>> BEGIN Source document
Giter VIP home page Giter VIP logo

biomake's Introduction

Biomake

This is a make-like utility for managing builds (or analysis workflows) involving multiple dependent files. It supports most of the functionality of GNU Make, along with neat extensions like cluster-based job processing, multiple wildcards per target, MD5 checksums instead of timestamps, and declarative logic programming in Prolog.

Indeed: Prolog. No knowledge of the dark logical arts is necessary to use Biomake; the software can be run directly off a GNU Makefile. However, if you know (or are prepared to learn) a little Prolog, you can do a lot more. And, really, logic programming is the way you should be specifying workflow dependencies and build chains; so what are you waiting for?

Getting Started

  1. Install SWI-Prolog from http://www.swi-prolog.org

  2. Get the latest biomake source from github. No installation steps are required. Just add it to your path (changing the directory if necessary):

    export PATH=$PATH:$HOME/biomake/bin

  3. Get (minimal) help from the command line:

    biomake -h

  4. Create a 'Makefile' or a 'Makeprog' (see below)

Alternate installation instructions

If you want to install biomake in /usr/local/bin instead of adding it to your path, type make install in the top level directory of the repository. (This just creates a symlink, so be sure to put the repository somewhere safe beforehand, and don't remove it after installation.)

You can also try make test to run the test suite.

The program can also be installed via the SWI-Prolog pack system. Just start SWI and type:

?- pack_install('biomake').
>> END Source document
*Challenge*
Extract the passage of the Biomake introduction that begins at the words "2. Get the latest" and stops after the words "it after installation.)", copying it without any change. The records are not required for this work.
>> BEGIN Information given
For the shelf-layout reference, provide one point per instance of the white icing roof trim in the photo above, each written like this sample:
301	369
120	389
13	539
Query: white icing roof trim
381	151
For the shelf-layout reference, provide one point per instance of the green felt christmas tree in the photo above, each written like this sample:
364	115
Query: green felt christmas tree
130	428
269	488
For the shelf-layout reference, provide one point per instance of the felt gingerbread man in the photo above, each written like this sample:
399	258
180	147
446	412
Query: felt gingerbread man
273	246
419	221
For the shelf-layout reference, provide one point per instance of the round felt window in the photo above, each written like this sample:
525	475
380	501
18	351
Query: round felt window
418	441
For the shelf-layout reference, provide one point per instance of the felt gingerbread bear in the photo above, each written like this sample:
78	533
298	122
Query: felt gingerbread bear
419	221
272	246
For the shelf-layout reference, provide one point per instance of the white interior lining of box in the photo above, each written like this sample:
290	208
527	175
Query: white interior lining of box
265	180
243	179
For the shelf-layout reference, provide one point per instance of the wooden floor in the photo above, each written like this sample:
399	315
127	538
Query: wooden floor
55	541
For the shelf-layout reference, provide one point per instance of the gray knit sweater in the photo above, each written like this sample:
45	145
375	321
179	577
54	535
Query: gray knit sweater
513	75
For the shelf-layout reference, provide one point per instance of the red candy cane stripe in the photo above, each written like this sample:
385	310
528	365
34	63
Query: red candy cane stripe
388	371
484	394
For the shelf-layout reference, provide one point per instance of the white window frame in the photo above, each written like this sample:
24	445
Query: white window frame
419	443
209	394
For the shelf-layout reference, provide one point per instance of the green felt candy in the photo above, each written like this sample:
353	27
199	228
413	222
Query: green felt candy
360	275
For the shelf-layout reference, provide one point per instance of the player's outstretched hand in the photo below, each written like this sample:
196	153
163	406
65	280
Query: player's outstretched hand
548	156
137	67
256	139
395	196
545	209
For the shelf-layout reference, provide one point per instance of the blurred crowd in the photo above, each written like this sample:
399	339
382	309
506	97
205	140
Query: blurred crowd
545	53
>> END Information given
*Task output*
2. Get the latest biomake source from github. No installation steps are required. Just add it to your path (changing the directory if necessary):

    export PATH=$PATH:$HOME/biomake/bin

  3. Get (minimal) help from the command line:

    biomake -h

  4. Create a 'Makefile' or a 'Makeprog' (see below)

Alternate installation instructions

If you want to install biomake in /usr/local/bin instead of adding it to your path, type make install in the top level directory of the repository. (This just creates a symlink, so be sure to put the repository somewhere safe beforehand, and don't remove it after installation.)